__Written problem 1__
According to the court judgment, in what year did Ganpat Rai surrender his tenancy of the disputed land to Ram Kaur?
__Written problem 2__
Reproduce the court judgment starting with "SATYENDER AND ORS. …….APPELLANTS" and going on through "Second Appeal (No.".

__Text passage__
SATYENDER AND ORS. VERSUS SAROJ AND ORS

 SATYENDER AND ORS. VERSUS  SAROJ AND ORS

Landmark Cases of India / सुप्रीम कोर्ट के ऐतिहासिक फैसले



1
NON-REPORTABLE
IN THE SUPREME COURT OF INDIA
CIVIL APPELLATE JURISDICTION
CIVIL APPEAL NO. 4833 OF 2022
(Arising out of SLP (C) No.948 OF 2018)
 SATYENDER AND ORS. …….APPELLANTS
VERSUS
 SAROJ AND ORS. …….RESPONDENTS
J U D G M E N T
Sudhanshu Dhulia, J.
1. This appeal is against judgment dated 19.07.2017 of the
High Court of Punjab & Haryana given in a Second Appeal (No.
140 of 2009) which was partly allowed by the High Court.
2. The case arises out of the proceedings initiated by the
plaintiffs (respondents herein) for declaration and possession on
an agricultural land. Suit was filed by the plaintiffs, claiming to be
owners of the property, which in total measured 80 Kanals, 19
Marlas. The property is in the revenue village Gagarwas, Tehsil
Loharu, District Bhiwani (Haryana). Their case was that defendant
No. 2 was their tenant who had sub-let the land to his son
2
(defendant No.1), without the consent of the plaintiffs/landlords
and hence, the two defendants were liable to be evicted and the
possession of the land was to be handed over to the plaintiffs. The
plaintiffs additionally had built their case on an assertion that the
land was earlier in possession of one Ram Kaur on which Ganpat
Rai, the father of defendant No. 2 was the tenant. Ganpat Rai
surrendered his tenancy of the disputed land to Ram Kaur in the
year 1976. Later in the year 1994, the plaintiffs had won a suit
against Ms. Ram Kaur and the land which is the subject matter of
the present dispute now belongs to them, hence they have
stepped into the shoes of Ms. Ram Kaur and are now the owners
of the property.

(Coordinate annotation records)

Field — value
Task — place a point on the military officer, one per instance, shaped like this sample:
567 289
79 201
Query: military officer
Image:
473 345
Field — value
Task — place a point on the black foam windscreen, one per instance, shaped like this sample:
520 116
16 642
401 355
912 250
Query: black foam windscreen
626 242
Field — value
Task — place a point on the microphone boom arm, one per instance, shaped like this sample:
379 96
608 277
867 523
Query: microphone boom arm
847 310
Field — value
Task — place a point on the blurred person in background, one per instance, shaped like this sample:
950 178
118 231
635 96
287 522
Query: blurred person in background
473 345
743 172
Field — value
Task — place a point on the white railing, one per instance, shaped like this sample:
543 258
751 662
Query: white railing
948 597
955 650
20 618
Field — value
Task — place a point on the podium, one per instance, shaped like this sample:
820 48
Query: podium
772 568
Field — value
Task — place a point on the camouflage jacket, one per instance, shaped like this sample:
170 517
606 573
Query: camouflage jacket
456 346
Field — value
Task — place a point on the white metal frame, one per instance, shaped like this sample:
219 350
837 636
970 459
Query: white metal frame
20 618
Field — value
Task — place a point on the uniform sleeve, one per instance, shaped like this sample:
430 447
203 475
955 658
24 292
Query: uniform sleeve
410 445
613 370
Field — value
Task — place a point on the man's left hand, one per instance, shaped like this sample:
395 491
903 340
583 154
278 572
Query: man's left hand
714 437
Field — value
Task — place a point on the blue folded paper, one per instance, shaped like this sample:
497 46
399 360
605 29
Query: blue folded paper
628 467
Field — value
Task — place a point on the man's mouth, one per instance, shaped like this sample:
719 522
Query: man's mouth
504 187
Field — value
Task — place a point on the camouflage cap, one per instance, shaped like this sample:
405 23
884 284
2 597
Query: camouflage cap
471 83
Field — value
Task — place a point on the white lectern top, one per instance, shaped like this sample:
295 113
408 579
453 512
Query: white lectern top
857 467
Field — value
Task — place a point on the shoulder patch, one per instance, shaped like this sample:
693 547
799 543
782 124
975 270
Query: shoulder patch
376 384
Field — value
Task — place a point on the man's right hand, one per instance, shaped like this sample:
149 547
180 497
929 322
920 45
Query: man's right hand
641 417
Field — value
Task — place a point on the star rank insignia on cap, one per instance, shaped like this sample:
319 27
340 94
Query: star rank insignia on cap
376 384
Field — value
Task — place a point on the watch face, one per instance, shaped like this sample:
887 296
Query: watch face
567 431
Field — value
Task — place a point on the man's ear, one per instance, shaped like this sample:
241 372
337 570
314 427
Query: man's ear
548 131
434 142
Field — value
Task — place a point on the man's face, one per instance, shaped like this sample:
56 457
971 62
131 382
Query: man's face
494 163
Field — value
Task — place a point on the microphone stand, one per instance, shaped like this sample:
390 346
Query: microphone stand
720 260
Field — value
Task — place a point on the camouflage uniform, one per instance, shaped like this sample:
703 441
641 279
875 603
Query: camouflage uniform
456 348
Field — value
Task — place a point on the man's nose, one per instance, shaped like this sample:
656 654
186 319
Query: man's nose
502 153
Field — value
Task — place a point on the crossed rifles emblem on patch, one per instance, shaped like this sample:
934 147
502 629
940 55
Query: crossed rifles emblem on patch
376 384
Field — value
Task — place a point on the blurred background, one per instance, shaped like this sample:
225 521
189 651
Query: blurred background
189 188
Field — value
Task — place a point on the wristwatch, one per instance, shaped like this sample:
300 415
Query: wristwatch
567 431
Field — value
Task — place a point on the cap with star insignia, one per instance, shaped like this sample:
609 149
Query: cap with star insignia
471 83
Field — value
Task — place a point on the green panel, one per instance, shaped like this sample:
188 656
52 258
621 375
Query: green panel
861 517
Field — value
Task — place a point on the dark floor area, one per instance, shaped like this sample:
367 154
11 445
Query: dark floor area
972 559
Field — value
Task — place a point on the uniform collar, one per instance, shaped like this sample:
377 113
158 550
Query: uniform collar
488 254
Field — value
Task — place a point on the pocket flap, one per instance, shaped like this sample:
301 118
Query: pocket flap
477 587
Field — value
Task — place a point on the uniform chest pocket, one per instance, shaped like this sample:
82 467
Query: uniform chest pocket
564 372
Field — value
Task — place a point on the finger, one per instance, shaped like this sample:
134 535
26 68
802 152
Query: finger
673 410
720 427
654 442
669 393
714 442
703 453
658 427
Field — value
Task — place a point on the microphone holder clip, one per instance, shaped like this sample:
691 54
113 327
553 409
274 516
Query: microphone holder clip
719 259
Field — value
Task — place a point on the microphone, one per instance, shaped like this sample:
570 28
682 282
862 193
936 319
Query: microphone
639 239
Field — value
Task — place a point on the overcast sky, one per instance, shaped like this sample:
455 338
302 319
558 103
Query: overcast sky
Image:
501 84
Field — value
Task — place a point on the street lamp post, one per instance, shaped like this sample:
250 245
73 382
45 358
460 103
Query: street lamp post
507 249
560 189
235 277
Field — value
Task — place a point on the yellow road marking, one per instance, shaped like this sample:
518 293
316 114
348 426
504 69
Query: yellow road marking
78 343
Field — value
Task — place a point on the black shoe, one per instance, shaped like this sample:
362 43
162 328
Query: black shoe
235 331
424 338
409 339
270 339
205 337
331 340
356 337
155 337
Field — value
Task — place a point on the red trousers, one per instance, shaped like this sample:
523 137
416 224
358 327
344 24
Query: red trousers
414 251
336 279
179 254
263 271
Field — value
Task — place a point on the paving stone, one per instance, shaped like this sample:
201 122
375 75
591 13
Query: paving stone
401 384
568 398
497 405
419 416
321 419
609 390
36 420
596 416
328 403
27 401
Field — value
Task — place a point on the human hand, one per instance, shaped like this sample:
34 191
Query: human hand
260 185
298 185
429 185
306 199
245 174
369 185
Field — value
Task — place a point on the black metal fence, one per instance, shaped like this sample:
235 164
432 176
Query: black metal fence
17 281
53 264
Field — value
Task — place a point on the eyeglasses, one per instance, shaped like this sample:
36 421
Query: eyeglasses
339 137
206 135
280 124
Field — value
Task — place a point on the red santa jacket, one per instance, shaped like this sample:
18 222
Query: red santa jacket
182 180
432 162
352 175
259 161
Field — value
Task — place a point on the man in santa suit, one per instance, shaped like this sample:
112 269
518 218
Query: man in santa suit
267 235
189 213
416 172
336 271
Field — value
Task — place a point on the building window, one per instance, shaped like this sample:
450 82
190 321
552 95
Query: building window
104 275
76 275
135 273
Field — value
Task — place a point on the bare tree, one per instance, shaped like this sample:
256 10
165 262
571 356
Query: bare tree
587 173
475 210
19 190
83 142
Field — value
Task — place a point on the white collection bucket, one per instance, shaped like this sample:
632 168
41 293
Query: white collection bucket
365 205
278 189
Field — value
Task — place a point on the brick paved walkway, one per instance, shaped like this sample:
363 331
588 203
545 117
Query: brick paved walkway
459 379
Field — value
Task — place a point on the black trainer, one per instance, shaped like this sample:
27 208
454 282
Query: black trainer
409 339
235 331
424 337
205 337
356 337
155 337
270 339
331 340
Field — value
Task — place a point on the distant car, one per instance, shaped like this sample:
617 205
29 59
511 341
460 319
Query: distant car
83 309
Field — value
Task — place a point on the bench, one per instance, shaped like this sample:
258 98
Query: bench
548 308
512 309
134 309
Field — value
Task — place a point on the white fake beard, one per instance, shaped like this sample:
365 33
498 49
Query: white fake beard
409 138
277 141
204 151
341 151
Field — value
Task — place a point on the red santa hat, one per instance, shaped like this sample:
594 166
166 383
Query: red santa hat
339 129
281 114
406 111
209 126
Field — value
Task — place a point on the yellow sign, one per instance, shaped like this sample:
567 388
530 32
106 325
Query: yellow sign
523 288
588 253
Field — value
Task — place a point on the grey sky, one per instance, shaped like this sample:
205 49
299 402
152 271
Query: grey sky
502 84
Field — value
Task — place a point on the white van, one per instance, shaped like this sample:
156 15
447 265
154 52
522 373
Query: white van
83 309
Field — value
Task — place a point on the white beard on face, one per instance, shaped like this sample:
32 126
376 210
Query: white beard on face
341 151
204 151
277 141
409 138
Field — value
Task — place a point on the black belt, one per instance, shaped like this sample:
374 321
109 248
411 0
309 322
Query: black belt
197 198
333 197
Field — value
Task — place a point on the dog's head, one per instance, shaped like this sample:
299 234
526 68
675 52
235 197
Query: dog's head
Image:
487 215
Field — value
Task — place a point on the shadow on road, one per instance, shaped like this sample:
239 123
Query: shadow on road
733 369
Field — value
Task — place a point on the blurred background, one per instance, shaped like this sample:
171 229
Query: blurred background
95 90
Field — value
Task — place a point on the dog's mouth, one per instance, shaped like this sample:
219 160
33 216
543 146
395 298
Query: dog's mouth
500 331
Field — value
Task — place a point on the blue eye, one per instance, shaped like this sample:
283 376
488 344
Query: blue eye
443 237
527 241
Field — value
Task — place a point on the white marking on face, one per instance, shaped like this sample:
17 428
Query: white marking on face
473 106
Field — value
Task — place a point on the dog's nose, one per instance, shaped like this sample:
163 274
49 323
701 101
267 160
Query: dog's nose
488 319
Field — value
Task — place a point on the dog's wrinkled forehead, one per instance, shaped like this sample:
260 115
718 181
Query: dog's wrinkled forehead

__Task solution 1__
1976

__Task solution 2__
SATYENDER AND ORS. …….APPELLANTS
VERSUS
 SAROJ AND ORS. …….RESPONDENTS
J U D G M E N T
Sudhanshu Dhulia, J.
1. This appeal is against judgment dated 19.07.2017 of the
High Court of Punjab & Haryana given in a Second Appeal (No.